+++ PAGE +++

Isaac Asimov’s Foundation Trilogy: Hear the 1973 Radio Dramatization

Last year Jonathan Nolan–screenwriter of Memento and Interstellar and not coincidentally director Christopher Nolan’s brother–announced that he would be developing Isaac Asimov’s legendary Foundation trilogy for HBO as a series. And we assume he’s still doing that, because there’s been nary a peep from the channel since. So far the Internet consensus has been a collective “well, that could be good!” instead of groans, which is a heartening thing these days.
For those who haven’t read the classic books, but would like to get the jump on ol’ Nolan, we submit this BBC Radio production from 1973, which is now available on Spotify. (Download Spotify software here.) The recording also lives on as well.

Right from the beginning we know we are in good hands, with the analog drones of the BBC Radiophonic Workshop ushering us into a stereo landscape filled with plummy British accents and atmospheric sound effects. It’s like the best ever episode of Doctor Who without a Tardis, corridors, or the enfeebled cries of a lost companion.

+++ DATA EXTRACT +++

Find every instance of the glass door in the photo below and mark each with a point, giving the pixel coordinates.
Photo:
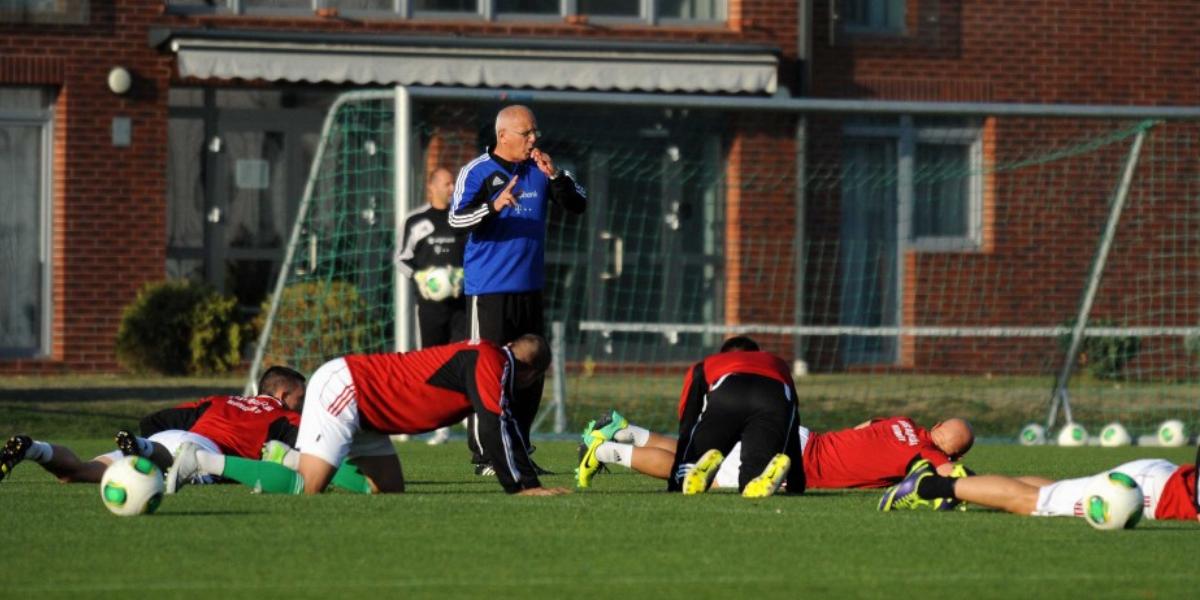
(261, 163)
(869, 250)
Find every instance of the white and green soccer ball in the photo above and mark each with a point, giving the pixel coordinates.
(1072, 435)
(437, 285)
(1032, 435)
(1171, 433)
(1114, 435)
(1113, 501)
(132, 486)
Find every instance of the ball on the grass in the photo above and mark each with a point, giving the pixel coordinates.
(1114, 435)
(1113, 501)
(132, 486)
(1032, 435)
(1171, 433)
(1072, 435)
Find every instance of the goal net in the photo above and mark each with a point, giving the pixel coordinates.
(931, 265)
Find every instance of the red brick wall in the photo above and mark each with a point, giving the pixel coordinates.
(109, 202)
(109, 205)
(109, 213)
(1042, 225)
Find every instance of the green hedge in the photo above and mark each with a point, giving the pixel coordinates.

+++

** REQUIRED ACTIONS **
1. In the Foundation radio article, which channel is Jonathan Nolan developing the trilogy for as a series?
2. Reproduce everything in the Foundation radio article from "Isaac Asimov’s Foundation" down to "heartening thing these days.".

** THE REPLIES **
1. HBO

2.
Isaac Asimov’s Foundation Trilogy: Hear the 1973 Radio Dramatization

Last year Jonathan Nolan–screenwriter of Memento and Interstellar and not coincidentally director Christopher Nolan’s brother–announced that he would be developing Isaac Asimov’s legendary Foundation trilogy for HBO as a series. And we assume he’s still doing that, because there’s been nary a peep from the channel since. So far the Internet consensus has been a collective “well, that could be good!” instead of groans, which is a heartening thing these days.